■ STATED TASK
Write out, word for word, every line from the one containing "Keep to these rules. Indicate every instance of the helmet chin" through the last line of the records below, both ends included.

[Source records]

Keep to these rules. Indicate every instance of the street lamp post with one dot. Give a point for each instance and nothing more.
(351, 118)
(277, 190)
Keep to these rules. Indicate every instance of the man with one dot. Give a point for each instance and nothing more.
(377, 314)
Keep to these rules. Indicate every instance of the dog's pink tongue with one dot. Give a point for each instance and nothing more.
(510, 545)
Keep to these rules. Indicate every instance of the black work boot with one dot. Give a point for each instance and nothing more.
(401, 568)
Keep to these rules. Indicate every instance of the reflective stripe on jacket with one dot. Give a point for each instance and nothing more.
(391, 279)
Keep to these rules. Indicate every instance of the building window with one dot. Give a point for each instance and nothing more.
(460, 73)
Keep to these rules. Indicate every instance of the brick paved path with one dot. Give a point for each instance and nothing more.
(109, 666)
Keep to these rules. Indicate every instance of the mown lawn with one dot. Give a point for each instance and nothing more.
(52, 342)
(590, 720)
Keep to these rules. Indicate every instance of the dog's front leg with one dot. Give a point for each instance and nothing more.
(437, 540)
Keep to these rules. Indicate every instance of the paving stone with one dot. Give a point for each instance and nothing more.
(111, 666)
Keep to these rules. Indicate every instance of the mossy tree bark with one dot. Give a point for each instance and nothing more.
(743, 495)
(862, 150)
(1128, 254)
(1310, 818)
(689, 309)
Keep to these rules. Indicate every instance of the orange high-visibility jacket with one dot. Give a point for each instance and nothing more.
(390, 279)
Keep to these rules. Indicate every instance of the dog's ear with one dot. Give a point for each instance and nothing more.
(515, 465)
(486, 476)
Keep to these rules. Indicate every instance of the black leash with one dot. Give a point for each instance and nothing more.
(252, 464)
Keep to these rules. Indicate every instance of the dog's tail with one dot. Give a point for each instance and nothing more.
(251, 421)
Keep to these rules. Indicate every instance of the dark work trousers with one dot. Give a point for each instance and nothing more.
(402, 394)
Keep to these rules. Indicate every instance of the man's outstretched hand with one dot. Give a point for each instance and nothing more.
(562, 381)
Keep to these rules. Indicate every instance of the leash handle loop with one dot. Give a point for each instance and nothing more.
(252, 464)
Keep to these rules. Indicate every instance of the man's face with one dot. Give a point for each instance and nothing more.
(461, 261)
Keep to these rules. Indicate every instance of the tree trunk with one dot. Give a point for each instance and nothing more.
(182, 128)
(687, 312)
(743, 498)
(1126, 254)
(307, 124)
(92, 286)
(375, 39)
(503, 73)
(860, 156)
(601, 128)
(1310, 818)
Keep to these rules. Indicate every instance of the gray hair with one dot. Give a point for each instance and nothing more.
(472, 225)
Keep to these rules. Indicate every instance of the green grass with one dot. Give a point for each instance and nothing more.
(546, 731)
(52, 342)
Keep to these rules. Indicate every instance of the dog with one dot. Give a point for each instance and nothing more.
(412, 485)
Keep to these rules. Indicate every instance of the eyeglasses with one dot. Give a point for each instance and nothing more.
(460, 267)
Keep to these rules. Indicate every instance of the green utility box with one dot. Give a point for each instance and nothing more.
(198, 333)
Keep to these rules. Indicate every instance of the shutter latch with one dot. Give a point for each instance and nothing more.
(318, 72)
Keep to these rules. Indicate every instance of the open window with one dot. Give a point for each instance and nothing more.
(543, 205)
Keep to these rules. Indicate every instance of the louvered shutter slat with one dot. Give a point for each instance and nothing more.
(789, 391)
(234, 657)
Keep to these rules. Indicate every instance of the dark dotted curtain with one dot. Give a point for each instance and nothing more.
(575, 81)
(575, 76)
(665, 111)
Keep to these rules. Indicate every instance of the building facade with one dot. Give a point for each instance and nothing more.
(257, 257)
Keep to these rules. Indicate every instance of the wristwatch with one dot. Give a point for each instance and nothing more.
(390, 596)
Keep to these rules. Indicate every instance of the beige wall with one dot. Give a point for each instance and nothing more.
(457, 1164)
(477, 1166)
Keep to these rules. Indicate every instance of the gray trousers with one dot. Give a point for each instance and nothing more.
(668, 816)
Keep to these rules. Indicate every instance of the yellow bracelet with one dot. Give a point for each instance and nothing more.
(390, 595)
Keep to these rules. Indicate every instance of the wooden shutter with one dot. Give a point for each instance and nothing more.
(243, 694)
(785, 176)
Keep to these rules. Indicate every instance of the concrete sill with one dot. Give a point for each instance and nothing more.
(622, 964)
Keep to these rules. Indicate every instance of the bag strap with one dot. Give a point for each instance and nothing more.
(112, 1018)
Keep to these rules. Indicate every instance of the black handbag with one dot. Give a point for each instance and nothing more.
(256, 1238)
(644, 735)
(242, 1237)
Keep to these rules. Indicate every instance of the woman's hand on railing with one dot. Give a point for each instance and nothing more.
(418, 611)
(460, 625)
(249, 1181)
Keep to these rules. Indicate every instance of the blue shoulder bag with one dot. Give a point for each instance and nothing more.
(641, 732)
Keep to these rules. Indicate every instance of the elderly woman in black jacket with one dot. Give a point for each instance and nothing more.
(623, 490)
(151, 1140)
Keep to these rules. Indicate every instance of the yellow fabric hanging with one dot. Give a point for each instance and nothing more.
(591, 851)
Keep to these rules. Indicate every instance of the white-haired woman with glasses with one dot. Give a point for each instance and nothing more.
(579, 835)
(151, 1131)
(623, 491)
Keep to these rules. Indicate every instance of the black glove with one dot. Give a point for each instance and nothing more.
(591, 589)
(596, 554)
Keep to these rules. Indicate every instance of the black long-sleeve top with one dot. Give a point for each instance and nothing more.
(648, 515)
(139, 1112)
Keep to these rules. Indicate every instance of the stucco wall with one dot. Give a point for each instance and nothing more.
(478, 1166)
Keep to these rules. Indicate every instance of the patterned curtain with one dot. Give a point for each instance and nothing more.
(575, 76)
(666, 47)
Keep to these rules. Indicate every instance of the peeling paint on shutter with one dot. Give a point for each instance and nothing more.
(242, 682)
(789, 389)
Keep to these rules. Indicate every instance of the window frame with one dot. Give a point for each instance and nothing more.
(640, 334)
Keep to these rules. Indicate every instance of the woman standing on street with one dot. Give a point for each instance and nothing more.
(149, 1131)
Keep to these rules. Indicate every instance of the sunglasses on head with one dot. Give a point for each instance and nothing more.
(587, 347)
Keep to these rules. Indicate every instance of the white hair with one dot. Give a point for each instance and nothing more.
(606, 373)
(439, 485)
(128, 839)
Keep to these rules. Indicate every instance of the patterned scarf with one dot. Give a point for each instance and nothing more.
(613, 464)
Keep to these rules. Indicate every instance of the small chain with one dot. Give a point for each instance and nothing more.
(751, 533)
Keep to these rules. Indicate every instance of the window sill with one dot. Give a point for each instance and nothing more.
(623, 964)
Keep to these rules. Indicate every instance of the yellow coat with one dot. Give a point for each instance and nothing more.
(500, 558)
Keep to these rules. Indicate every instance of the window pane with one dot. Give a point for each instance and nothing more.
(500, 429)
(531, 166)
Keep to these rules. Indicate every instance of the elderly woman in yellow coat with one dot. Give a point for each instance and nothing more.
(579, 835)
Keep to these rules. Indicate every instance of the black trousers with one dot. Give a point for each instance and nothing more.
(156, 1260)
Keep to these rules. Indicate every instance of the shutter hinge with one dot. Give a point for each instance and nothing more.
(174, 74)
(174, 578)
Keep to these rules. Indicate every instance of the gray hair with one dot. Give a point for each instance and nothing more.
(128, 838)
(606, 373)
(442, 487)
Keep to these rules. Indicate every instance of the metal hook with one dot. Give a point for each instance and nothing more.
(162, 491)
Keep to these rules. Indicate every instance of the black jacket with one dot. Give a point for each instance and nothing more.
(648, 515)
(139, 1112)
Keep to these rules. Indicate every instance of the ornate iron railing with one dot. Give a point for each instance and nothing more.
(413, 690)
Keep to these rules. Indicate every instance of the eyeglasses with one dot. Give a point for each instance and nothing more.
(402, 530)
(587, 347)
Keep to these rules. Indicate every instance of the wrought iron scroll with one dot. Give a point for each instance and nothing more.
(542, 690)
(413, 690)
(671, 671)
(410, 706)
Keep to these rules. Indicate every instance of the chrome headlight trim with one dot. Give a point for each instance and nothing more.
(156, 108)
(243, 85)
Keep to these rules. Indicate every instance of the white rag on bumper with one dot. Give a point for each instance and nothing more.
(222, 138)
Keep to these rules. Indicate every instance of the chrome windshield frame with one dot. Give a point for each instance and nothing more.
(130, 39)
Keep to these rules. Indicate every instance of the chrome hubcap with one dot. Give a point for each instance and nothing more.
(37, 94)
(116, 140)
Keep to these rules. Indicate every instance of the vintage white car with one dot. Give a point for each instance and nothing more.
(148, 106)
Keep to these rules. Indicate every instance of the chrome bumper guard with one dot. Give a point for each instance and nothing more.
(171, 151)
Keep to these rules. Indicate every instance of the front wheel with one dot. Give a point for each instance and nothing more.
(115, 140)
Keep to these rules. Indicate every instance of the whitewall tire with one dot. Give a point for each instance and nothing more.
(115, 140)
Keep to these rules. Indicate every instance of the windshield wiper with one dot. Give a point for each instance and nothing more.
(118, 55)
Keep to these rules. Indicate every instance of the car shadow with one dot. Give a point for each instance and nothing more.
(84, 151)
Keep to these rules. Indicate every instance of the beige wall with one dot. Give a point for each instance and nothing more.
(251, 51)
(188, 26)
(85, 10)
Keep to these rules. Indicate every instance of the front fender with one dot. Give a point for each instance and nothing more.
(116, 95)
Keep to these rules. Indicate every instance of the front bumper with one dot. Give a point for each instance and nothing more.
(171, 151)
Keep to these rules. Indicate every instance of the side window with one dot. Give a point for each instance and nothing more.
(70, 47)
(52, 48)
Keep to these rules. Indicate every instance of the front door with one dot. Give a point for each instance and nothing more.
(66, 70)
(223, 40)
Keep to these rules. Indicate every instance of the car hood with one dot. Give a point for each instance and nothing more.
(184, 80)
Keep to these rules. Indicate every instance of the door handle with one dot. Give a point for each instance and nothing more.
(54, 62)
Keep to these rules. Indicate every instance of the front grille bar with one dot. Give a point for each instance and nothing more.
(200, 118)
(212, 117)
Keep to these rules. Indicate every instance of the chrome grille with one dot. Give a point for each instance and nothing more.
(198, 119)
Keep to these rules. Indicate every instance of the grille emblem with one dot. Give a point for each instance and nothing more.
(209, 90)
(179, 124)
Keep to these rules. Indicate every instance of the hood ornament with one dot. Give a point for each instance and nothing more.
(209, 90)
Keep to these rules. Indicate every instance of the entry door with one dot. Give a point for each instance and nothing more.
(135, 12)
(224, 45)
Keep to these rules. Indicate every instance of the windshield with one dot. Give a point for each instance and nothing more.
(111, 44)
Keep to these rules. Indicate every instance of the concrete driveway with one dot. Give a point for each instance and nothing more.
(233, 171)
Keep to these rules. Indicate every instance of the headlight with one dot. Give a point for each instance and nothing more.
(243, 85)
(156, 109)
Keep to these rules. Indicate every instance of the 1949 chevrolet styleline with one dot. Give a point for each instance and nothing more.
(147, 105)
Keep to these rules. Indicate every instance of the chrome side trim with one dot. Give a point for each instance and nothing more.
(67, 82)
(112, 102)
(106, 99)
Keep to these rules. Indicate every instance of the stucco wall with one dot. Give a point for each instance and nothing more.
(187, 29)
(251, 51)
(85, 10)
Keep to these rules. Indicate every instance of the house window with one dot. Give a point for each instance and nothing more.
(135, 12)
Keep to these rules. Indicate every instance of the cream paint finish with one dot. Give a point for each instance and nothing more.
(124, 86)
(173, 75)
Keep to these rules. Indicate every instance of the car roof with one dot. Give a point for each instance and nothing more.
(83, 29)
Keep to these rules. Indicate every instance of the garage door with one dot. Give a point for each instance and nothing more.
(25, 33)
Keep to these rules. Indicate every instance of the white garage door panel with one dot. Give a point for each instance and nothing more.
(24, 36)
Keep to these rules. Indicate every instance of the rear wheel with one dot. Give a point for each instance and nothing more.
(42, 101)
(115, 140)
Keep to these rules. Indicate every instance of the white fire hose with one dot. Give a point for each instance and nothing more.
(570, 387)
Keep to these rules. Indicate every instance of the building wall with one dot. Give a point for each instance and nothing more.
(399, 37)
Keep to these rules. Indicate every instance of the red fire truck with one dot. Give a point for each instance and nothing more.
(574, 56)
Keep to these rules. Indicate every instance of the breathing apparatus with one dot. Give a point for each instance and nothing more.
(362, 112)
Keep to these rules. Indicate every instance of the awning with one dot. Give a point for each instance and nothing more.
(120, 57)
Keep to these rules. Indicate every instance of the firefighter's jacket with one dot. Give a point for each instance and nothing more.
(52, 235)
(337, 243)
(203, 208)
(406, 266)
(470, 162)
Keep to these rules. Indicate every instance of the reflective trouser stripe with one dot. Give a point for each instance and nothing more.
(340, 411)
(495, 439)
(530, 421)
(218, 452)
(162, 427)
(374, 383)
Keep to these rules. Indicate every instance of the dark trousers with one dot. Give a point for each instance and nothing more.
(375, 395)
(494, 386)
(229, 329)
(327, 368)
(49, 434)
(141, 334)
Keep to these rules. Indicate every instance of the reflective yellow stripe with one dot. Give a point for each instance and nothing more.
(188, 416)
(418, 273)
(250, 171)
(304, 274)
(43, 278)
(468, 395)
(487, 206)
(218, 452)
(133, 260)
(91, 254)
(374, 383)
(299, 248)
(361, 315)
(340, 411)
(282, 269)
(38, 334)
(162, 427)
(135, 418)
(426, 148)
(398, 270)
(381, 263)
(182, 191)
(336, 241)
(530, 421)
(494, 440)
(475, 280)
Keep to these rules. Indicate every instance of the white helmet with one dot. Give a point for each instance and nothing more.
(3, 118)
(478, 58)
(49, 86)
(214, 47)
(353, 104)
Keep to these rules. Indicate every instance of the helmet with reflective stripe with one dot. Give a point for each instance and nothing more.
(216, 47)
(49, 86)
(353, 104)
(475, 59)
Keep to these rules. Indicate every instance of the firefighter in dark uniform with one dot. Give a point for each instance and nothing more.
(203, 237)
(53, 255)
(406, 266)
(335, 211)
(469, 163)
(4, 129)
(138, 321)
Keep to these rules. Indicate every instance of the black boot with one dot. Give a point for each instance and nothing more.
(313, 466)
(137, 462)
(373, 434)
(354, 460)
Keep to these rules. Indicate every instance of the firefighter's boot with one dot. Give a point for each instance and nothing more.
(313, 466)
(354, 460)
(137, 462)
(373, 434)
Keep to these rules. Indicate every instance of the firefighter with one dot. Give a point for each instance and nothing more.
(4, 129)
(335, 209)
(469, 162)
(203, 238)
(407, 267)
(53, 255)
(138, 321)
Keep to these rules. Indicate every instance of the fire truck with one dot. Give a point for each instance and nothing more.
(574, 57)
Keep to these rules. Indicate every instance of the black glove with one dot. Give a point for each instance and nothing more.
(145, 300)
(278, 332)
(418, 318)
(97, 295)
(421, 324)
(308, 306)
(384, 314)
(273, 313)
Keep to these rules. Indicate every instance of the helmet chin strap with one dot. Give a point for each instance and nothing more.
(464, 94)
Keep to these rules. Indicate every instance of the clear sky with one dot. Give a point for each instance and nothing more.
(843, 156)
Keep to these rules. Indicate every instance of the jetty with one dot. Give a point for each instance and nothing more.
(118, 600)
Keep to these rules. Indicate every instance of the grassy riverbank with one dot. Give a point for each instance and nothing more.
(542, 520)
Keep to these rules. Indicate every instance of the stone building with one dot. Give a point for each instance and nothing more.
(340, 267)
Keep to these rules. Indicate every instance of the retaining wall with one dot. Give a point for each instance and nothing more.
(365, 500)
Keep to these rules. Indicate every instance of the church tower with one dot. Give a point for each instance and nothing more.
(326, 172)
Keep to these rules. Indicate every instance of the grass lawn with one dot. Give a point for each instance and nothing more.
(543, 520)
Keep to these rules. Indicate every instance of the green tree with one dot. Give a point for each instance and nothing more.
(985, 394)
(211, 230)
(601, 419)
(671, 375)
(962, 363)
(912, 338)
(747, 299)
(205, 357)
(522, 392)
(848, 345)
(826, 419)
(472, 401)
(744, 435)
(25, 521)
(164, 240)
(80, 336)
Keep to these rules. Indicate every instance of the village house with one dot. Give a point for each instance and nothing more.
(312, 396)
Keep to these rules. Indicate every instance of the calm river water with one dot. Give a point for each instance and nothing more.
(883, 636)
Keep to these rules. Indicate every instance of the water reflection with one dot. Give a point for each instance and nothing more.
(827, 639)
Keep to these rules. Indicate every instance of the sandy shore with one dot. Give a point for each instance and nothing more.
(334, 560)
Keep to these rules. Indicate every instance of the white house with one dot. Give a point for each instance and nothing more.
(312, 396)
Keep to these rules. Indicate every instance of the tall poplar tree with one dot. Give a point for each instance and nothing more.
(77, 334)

■ WORKED SOLUTION
Keep to these rules. Indicate every instance of the helmet chin strap with one dot. Give a point for each instance and nothing more.
(464, 94)
Keep to these rules. Indicate every instance of the clear sky with one dot. Give a point for each instance and nothing more.
(843, 156)
Keep to these rules. Indicate every instance of the jetty with one dot. Give a point for each instance and nothing more.
(118, 600)
Keep to these rules. Indicate every instance of the grassy riverbank with one dot. Give a point for each instance and nothing more.
(542, 520)
Keep to these rules. Indicate every instance of the stone building with one dot. Give a point for each instance and nothing more.
(340, 267)
Keep to these rules. Indicate every instance of the retaining wall with one dot. Give a point for each instance and nothing more.
(365, 500)
Keep to these rules. Indicate every instance of the church tower with one dot. Give a point for each instance and nothing more.
(326, 172)
Keep to these rules. Indicate every instance of the grass lawn with one dot. Give a point for each instance and nothing more.
(543, 520)
Keep to these rules. Indicate every instance of the green tree with one dot. Give a point for each instance and nothing more.
(985, 394)
(211, 230)
(601, 419)
(671, 375)
(962, 363)
(912, 338)
(747, 299)
(205, 357)
(522, 392)
(848, 345)
(826, 419)
(472, 401)
(744, 435)
(25, 521)
(164, 240)
(80, 336)
Keep to these rules. Indicate every instance of the village house with one dot. Give a point for each instance and nothing more.
(312, 396)
Keep to these rules. Indicate every instance of the calm river water with one dot. Give a point for each instance and nothing more.
(883, 636)
Keep to these rules. Indicate every instance of the water reflection with one dot. Give a point for each instance and nothing more.
(827, 639)
Keep to these rules. Indicate every instance of the sandy shore with one dot. Give a point for each instance and nothing more.
(334, 560)
Keep to these rules. Indicate every instance of the white house with one dot. Give a point for each instance and nothing more.
(312, 396)
Keep to these rules. Indicate every instance of the tall poplar tree with one dot. Give a point for each instance and nothing more.
(77, 334)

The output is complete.